• Teks Dokumen:
********************

لَبَّيْكَ اللَّهُمَّ لَبَّيْكَ، لَبَّيْكَ لاَ شَرِيْكَ لَكَ لَبَّيْكَ، إِنَّ الْحَمْدَ وَالنِّعْمَةَ لَكَ وَالْمُلْكَ لاَ شَرِيْكَ لَكَ
(Aku penuhi panggilan-Mu ya Allah, aku penuhi panggilan-Mu. Aku penuhi panggilan-Mu, tiada sekutu bagi-Mu. Sesungguhnya segala puji, nikmat dan kerajaan adalah milik-Mu. Tiada sekutu bagi-Mu.)
Untuk mengetahui keadaan kaum Quraisy dan memastikan tidak ada niat jahat dari mereka, Rasulullah saw. mengirim Hz. Busr bin Sufyan r.a. sebagai mata-mata. Untuk menambah kehati-hatian, beliau saw. mengirim Hz. Abbad bin Bisyr r.a. (atau menurut riwayat lain, Hz. Sa’d bin Zaid Al-Asy’ali r.a.) sebagai pemimpin 20 penunggang kuda di depan. Ketika rombongan sampai di Rauha, yang berjarak 73 kilometer dari Madinah, beliau saw. mendapat kabar bahwa ada beberapa musyrikin di lembah Ghaiqa di tepi Laut Merah yang mungkin akan menyerang orang-orang Islam secara tiba-tiba. Maka beliau saw. mengutus Hz. Abu Qatadah Al-Anshari r.a., yang belum mengenakan ihram, bersama sekelompok sahabat ke arah itu.

********************

• Materi yang Ditampilkan:
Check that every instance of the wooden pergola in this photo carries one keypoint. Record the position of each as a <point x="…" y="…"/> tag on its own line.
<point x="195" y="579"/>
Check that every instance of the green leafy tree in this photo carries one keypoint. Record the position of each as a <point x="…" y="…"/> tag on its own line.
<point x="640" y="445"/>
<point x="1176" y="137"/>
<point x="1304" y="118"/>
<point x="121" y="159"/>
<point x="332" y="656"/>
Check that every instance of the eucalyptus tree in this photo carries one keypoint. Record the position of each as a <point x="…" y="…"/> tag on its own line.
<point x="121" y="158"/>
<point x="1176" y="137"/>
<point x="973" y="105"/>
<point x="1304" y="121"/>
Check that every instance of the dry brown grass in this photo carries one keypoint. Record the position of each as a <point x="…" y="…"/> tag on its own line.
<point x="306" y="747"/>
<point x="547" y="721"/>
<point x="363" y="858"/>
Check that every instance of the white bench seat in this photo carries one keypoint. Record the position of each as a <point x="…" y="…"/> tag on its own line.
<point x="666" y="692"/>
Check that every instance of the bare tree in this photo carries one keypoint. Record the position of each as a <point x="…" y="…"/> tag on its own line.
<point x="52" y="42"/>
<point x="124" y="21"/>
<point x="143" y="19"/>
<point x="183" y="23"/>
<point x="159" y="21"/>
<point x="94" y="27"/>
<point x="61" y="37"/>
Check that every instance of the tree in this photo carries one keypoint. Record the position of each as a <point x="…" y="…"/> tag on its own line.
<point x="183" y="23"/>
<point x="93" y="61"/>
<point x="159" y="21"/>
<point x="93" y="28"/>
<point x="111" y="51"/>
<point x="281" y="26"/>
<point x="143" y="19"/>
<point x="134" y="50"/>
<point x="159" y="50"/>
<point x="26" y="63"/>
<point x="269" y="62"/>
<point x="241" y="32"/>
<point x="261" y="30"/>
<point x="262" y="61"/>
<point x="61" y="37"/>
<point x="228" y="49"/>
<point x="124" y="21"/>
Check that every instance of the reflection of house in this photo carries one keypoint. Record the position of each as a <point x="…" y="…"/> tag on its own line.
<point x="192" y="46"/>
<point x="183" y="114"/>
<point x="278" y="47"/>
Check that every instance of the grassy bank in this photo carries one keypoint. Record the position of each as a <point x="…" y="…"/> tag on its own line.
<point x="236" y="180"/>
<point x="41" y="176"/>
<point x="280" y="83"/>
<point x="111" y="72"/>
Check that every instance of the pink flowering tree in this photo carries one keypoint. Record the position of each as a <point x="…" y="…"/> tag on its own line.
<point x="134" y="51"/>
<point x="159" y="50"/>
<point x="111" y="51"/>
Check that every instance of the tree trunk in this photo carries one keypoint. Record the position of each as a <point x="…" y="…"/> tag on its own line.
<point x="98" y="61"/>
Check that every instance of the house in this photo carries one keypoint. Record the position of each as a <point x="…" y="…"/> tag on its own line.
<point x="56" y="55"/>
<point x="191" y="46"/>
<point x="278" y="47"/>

********************

• Yang Diminta:
a) Cetak ulang sebagian teks tentang perjalanan Rasulullah saw. tanpa mengubah satu kata pun. Mulailah dari kata-kata yang memuat "Untuk mengetahui keadaan" dan berhentilah setelah "ke arah itu.".
b) Teruskan teks tentang perjalanan Rasulullah saw. bersama para sahabat, mulai dari kalimat sesudah kalimat terakhirnya.
Materi tersebut diambil dari sumber yang berbeda.

• Jawaban Tertulis:
a)
Untuk mengetahui keadaan kaum Quraisy dan memastikan tidak ada niat jahat dari mereka, Rasulullah saw. mengirim Hz. Busr bin Sufyan r.a. sebagai mata-mata. Untuk menambah kehati-hatian, beliau saw. mengirim Hz. Abbad bin Bisyr r.a. (atau menurut riwayat lain, Hz. Sa’d bin Zaid Al-Asy’ali r.a.) sebagai pemimpin 20 penunggang kuda di depan. Ketika rombongan sampai di Rauha, yang berjarak 73 kilometer dari Madinah, beliau saw. mendapat kabar bahwa ada beberapa musyrikin di lembah Ghaiqa di tepi Laut Merah yang mungkin akan menyerang orang-orang Islam secara tiba-tiba. Maka beliau saw. mengutus Hz. Abu Qatadah Al-Anshari r.a., yang belum mengenakan ihram, bersama sekelompok sahabat ke arah itu.

b)
Ada beberapa mukjizat yang disebutkan dalam perjalanan ini. Selama perjalanan, di suatu tempat orang-orang berkumpul mengelilingi Rasulullah saw. yang sedang berwudu dari sebuah wadah air di hadapan beliau saw.. Beliau saw. bertanya “Ada apa?” Para sahabat menjawab bahwa selain air di wadah beliau saw., tidak ada seorangpun dari mereka yang memiliki air untuk minum atau berwudhu. Mendengar ini, Rasulullah saw. meletakkan tangannya ke dalam wadah tersebut. Seketika itu, air mulai memancar dari sela-sela jari beliau seperti mata air. Hz. Jabir r.a. berkata: “Kami semua minum dan berwudu. Seandainya jumlah kami 100.000 pun, air itu akan mencukupi, padahal saat itu jumlah kami hanya 1.500 orang.”
Hazrat Mirza Bashir Ahmad r.a. menerangkan kejadian ini dari kitab-kitab sejarah sebagai berikut: Selama perjalanan, ada saat ketika semua wadah kosong kecuali wadah yang sedang digunakan oleh Rasulullah saw.. Pada kesempatan ini, ketika para sahabat mengeluhkan tentang kurangnya air, beliau saw. meletakkan tangan beberkat beliau pada mulut wadah, memiringkannya, dan bersabda kepada para sahabat, “Sekarang bawalah wadah-wadah kalian dan isilah.” Perawi mengatakan bahwa saat itu air memancar dari jari-jari beliau bagaikan mata air yang mengalir, sampai semua mengambil air sesuai kebutuhan mereka dan kesulitan kaum Muslimin teratasi.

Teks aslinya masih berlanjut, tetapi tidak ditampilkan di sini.